Фрагмент документа →
****************

Вырубовы до революции жили в Петербурге в сезон, а летом, как и все, ездили на дачу в Крым. Дома говорили на четырех языках сразу — французском, английском, немецком и русском. В старой России это было распространено. Было модно говорить без акцента на европейских языках. Печально известная любимая фрейлина последней императрицы Анна Вырубова была их свойственницей. Но когда дома о ней задавали вопрос, в семье опускали глаза, и имя ее не повторялось.
Судьба маленькой Нины сложилась удивительно. Нет, ее мама не уплыла «вместе со всеми» в Константинополь, а вместо этого уехала в Каширу, на Оку, где тогда жили две ее тетушки, и прожила там до 1924 года. Четвертая сестра бабушки Мария Труайе жила в Париже и прислала вызов сестре и племяннице, «на трехмесячное лечение во Франции». Как любит шутить теперь Нина, «и вот я лечусь до сих пор».
11 ноября 1924 года маленькая Нина прибыла в Париж с мамой и бабушкой. Ехали они поездом, долго, через Германию и Бельгию и, добравшись до Парижа, поселились около «Мулен Руж», на бульваре Клиши. В кармане — «вошь на аркане». Мама Нины благодаря своим четырем языкам поступила секретарем к знаменитому доктору Сергею Сергеевичу Кострицкому, зубному врачу Николая II.
В семье тогда не было денег, но был вкус. «Одна из теток, Маня, стала парижской портнихой с богатой клиентурой. А ведь в семье не любили ни шить, ни стряпать. Как говорили тогда, для этой цели есть кухарки и горничные. Кухня — дело не барское. В эмиграции дома ели вареную картошку с селедкой — не потому, что вкусно, а потому, что дешево. А Нину одевали в отданные платья, как куклу. Она вспоминает: «У меня, маленькой, было черное бархатное пальто, все вышитое черным шелком, на темно-бордовой шелковой подкладке, такая же шляпа, черные туфельки и носочки».

****************

Исходные данные →

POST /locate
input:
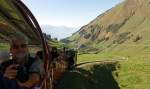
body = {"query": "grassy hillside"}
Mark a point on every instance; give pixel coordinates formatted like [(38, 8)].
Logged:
[(121, 33)]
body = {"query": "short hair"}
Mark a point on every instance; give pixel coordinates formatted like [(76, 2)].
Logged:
[(19, 37)]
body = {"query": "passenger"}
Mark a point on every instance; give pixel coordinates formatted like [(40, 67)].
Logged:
[(23, 69)]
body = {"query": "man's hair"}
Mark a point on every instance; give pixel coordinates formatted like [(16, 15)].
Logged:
[(19, 37)]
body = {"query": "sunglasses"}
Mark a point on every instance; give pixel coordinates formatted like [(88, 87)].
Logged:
[(17, 46)]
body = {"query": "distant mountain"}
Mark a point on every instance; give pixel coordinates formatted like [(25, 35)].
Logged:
[(59, 32), (126, 24)]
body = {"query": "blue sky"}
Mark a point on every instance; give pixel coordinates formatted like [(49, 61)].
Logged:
[(71, 13)]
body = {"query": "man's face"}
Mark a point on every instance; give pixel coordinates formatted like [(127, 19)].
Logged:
[(19, 50)]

****************

Что сделать →
• A. Согласуются ли с фрагментом выше эти утверждения: (i) мама Нины уплыла в Константинополь; (ii) в Париже семья поселилась на бульваре Клиши; (iii) в эмиграции дома ели картошку с селедкой, потому что это вкусно? На каждое ответьте «да» или «нет» и дословно приведите решающие слова фрагмента.
• B. Повторите без изменений текст фрагмента между словами «11 ноября 1924» и «врачу Николая II.» включительно.

Ответы →
• A.
(i) Нет: «Нет, ее мама не уплыла «вместе со всеми» в Константинополь».
(ii) Да: «поселились около «Мулен Руж», на бульваре Клиши».
(iii) Нет: «не потому, что вкусно, а потому, что дешево».

• B.
11 ноября 1924 года маленькая Нина прибыла в Париж с мамой и бабушкой. Ехали они поездом, долго, через Германию и Бельгию и, добравшись до Парижа, поселились около «Мулен Руж», на бульваре Клиши. В кармане — «вошь на аркане». Мама Нины благодаря своим четырем языкам поступила секретарем к знаменитому доктору Сергею Сергеевичу Кострицкому, зубному врачу Николая II.